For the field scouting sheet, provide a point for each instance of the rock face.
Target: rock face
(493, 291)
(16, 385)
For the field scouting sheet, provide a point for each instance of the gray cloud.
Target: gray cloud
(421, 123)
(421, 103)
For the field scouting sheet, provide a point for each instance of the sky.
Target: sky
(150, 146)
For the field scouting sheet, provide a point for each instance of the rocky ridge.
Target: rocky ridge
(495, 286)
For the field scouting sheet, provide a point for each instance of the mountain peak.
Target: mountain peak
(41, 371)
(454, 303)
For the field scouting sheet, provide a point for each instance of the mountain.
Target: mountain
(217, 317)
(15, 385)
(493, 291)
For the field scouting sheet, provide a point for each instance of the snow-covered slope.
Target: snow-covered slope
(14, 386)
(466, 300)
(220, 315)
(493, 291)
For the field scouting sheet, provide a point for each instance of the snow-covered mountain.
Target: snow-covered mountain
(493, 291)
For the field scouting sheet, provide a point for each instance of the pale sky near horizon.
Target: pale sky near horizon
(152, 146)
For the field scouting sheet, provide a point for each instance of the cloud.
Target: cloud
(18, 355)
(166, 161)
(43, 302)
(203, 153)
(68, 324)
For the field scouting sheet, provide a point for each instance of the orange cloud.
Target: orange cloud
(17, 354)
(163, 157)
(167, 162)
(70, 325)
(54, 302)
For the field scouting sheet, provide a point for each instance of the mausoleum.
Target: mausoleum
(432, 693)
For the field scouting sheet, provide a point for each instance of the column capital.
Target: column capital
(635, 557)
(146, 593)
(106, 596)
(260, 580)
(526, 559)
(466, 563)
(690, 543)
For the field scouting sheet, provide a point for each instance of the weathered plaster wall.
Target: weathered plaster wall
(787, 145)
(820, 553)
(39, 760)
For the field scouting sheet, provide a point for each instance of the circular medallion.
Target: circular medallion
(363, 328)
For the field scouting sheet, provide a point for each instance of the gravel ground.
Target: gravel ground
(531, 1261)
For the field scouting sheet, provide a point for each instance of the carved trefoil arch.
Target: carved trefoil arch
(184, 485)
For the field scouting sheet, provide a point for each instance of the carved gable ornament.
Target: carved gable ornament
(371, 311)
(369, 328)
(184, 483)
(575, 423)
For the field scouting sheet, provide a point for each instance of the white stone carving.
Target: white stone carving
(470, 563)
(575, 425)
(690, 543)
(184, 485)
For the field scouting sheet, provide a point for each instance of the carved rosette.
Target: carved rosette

□ □ □

# What the exercise asks
From the material above, copy every line that has the word "rosette" in it.

# Reply
For the field scouting sheet, provide a point for each instance of the carved rosette.
Target: carved rosette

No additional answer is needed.